● **給定文段**
⟨

EvaluationRequest定義了userText、dataList、responseContent屬性,其中userText是用戶的輸入,dataList是上下文數據,比如RAG追加的內容,responseContent是AI模型的響應

EvaluationResponse

org/springframework/ai/evaluation/EvaluationResponse.java

public class EvaluationResponse {

    private final boolean pass;

    private final float score;

    private final String feedback;

    private final Map<String, Object> metadata;

    @Deprecated
    public EvaluationResponse(boolean pass, float score, String feedback, Map<String, Object> metadata) {
        this.pass = pass;
        this.score = score;
        this.feedback = feedback;
        this.metadata = metadata;
    }

    public EvaluationResponse(boolean pass, String feedback, Map<String, Object> metadata) {
        this.pass = pass;
        this.score = 0;
        this.feedback = feedback;
        this.metadata = metadata;
    }

    //......
}   

EvaluationResponse定義了pass、score、feedback、metadata屬性

RelevancyEvaluator

org/springframework/ai/evaluation/RelevancyEvaluator.java

public class RelevancyEvaluator implements Evaluator {

    private static final String DEFAULT_EVALUATION_PROMPT_TEXT = """
                Your task is to evaluate if the response for the query
                is in line with the context information provided.\\n
                You have two options to answer. Either YES/ NO.\\n
                Answer - YES, if the response for the query
                is in line with context information otherwise NO.\\n
                Query: \\n {query}\\n
                Response: \\n {response}\\n
                Context: \\n {context}\\n
                Answer: "
            """;

    private final ChatClient.Builder chatClientBuilder;

    public RelevancyEvaluator(ChatClient.Builder chatClientBuilder) {
        this.chatClientBuilder = chatClientBuilder;
    }

    @Override
    public EvaluationResponse evaluate(EvaluationRequest evaluationRequest) {

        var response = evaluationRequest.getResponseContent();
        var context = doGetSupportingData(evaluationRequest);

        String evaluationResponse = this.chatClientBuilder.build()
            .prompt()
            .user(userSpec -> userSpec.text(DEFAULT_EVALUATION_PROMPT_TEXT)
                .param("query", evaluationRequest.getUserText())
                .param("response", response)
                .param("context", context))
            .call()
            .content();

        boolean passing = false;
        float score = 0;
        if (evaluationResponse.toLowerCase().contains("yes")) {
            passing = true;
            score = 1;
        }

        return new EvaluationResponse(passing, score, "", Collections.emptyMap());
    }

}

RelevancyEvaluator讓AI去評估響應是否與上下文信息一致,給出yes或者no的結果,如果是yes則passing為true,score為1,否則默認passing為false,score為0

示例

@Test
void testEvaluation() {

    dataController.delete();
    dataController.load();

    String userText = "What is the purpose of Carina?";

    ChatResponse response = ChatClient.builder(chatModel)
            .build().prompt()
            .advisors(new QuestionAnswerAdvisor(vectorStore))
            .user(userText)

⟩

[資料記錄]
⟨

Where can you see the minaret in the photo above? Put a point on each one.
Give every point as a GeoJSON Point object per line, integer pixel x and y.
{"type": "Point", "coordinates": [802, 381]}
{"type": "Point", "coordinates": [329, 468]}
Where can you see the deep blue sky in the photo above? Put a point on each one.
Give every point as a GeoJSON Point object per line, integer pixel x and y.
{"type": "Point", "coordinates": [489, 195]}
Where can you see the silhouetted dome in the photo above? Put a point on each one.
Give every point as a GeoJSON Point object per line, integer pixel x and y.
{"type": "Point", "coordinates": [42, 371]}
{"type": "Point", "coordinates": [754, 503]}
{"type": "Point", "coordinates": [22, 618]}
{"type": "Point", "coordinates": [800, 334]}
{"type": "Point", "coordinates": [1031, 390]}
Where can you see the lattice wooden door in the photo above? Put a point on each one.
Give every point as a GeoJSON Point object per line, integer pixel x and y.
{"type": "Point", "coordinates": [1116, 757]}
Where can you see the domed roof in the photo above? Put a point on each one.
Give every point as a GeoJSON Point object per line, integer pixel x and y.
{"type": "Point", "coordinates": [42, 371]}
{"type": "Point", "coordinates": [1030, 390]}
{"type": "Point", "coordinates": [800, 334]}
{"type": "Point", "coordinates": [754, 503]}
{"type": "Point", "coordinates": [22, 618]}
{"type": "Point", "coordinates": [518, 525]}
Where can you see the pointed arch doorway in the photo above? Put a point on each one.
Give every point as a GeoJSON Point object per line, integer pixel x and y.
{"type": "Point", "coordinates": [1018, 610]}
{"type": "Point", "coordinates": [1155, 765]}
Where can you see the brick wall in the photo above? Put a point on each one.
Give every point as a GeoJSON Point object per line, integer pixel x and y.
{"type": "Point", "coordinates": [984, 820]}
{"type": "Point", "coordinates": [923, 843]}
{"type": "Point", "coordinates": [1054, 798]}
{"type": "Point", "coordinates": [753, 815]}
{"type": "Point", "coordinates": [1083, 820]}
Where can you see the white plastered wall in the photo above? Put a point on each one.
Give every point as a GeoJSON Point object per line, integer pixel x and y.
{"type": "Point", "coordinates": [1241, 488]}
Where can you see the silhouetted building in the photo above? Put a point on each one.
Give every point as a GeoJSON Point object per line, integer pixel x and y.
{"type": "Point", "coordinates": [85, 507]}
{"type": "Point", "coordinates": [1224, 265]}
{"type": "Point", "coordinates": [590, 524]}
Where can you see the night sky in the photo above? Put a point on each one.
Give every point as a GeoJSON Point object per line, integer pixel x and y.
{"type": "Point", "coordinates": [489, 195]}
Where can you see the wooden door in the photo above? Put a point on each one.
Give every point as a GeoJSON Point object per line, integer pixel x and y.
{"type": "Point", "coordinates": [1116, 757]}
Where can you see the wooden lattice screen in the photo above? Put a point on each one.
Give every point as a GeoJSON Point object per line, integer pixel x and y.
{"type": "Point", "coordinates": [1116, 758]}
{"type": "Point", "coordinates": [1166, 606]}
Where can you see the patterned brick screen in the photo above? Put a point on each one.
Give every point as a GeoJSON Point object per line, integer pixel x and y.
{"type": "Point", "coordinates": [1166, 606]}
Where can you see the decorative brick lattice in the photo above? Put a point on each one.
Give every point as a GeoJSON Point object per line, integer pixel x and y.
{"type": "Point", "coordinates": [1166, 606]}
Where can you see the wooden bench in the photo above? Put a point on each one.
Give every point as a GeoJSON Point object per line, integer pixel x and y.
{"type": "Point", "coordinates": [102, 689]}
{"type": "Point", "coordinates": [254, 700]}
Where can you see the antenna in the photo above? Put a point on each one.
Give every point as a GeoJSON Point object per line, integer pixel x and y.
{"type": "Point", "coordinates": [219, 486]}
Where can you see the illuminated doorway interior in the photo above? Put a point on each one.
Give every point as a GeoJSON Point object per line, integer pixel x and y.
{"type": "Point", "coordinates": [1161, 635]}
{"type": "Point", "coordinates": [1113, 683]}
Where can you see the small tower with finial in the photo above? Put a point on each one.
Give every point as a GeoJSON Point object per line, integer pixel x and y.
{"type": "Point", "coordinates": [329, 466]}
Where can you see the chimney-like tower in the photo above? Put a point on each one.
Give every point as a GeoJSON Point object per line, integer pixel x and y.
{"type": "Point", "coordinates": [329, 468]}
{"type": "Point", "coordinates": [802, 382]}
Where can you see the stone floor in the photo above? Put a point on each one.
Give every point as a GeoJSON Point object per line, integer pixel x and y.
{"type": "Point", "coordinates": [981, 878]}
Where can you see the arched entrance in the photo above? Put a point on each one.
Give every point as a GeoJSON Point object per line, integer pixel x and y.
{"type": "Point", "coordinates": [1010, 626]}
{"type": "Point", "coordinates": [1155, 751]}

⟩

● **待辦事項**
• A. 列出這篇評估文段中 EvaluationResponse 定義的全部屬性。
• B. 把這篇評估文段從“private final ChatClient.Builder”到“evaluationResponse = this.chatClientBuilder.build()”重寫一遍，並把其中的“chatClientBuilder”全部換成“clientBuilder”。

● **各題答案**
• A. pass、score、feedback、metadata

• B.
private final ChatClient.Builder clientBuilder;

    public RelevancyEvaluator(ChatClient.Builder clientBuilder) {
        this.clientBuilder = clientBuilder;
    }

    @Override
    public EvaluationResponse evaluate(EvaluationRequest evaluationRequest) {

        var response = evaluationRequest.getResponseContent();
        var context = doGetSupportingData(evaluationRequest);

        String evaluationResponse = this.clientBuilder.build()